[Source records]
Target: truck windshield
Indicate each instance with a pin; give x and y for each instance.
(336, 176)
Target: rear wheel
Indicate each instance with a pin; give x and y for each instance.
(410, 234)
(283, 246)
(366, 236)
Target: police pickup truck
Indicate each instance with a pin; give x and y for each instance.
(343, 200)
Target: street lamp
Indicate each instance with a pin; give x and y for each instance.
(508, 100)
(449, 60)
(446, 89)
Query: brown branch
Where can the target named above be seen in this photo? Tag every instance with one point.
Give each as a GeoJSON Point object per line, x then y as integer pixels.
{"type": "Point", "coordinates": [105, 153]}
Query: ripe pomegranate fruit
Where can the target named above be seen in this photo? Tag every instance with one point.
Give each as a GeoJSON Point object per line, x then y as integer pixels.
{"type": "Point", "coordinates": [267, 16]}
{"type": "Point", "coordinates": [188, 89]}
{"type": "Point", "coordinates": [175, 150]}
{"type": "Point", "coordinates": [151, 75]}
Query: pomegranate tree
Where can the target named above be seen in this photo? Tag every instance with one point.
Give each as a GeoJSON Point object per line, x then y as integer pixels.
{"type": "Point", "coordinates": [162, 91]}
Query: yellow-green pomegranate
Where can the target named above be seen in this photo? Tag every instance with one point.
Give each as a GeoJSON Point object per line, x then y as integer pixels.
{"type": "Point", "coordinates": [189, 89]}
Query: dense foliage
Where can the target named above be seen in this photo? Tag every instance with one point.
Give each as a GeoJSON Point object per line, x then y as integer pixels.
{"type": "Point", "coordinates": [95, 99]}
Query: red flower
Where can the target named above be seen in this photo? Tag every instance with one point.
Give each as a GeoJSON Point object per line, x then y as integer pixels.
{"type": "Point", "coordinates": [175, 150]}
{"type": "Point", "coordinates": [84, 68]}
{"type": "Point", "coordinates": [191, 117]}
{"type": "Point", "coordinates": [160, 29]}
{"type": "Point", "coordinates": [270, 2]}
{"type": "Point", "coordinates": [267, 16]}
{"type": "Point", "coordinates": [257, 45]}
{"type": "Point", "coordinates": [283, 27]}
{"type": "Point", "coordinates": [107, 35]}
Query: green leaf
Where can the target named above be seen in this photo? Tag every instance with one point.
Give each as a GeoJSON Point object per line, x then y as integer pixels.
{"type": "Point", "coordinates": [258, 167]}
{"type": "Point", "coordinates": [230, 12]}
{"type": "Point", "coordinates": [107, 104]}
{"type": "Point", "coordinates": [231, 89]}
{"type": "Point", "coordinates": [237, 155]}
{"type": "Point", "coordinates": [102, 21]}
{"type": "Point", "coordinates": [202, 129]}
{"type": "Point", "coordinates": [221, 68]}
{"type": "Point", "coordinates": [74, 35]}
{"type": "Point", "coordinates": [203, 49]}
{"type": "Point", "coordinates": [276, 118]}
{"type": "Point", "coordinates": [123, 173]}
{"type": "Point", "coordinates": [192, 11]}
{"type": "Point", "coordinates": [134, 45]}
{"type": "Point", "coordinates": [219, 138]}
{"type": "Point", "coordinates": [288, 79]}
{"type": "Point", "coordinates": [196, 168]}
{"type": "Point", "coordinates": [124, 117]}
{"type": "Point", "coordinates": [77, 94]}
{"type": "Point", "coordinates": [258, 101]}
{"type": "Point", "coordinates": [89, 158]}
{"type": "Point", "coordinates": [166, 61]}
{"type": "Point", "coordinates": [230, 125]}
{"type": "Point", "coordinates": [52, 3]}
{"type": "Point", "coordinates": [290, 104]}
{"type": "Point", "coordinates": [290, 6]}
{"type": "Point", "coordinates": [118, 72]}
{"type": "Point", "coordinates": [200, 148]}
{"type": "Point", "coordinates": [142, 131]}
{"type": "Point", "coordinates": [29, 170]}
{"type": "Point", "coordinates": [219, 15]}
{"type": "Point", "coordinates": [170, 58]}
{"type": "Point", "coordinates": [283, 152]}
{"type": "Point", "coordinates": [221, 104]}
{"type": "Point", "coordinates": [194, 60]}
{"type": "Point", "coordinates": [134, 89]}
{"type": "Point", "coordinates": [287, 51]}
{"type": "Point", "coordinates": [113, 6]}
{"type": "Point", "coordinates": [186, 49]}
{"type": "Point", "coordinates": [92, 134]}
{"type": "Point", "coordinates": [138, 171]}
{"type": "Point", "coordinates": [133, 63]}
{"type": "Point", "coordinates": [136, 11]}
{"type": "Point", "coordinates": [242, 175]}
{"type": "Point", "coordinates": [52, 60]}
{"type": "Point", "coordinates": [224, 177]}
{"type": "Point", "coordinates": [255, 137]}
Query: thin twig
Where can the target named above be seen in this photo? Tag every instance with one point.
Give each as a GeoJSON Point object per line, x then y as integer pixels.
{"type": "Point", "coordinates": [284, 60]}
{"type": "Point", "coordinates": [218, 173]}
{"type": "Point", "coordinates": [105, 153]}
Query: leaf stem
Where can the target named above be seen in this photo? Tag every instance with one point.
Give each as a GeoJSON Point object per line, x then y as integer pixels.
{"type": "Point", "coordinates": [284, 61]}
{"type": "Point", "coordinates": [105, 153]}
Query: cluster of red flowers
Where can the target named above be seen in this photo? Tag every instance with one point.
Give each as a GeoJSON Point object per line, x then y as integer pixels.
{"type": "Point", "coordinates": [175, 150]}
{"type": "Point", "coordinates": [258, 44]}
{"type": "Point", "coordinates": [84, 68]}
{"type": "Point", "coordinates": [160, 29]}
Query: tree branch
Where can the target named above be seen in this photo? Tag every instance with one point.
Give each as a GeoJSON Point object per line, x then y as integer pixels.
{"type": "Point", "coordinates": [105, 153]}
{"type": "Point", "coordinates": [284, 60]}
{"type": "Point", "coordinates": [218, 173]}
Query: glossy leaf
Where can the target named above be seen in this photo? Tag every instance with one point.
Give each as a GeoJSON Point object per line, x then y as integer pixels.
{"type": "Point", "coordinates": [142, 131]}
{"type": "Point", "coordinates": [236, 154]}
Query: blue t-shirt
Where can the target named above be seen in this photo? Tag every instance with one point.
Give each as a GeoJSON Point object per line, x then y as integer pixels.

* What is required
Look through the entries above; copy each line where the string "truck" appears.

* Finished task
Target: truck windshield
Target: police pickup truck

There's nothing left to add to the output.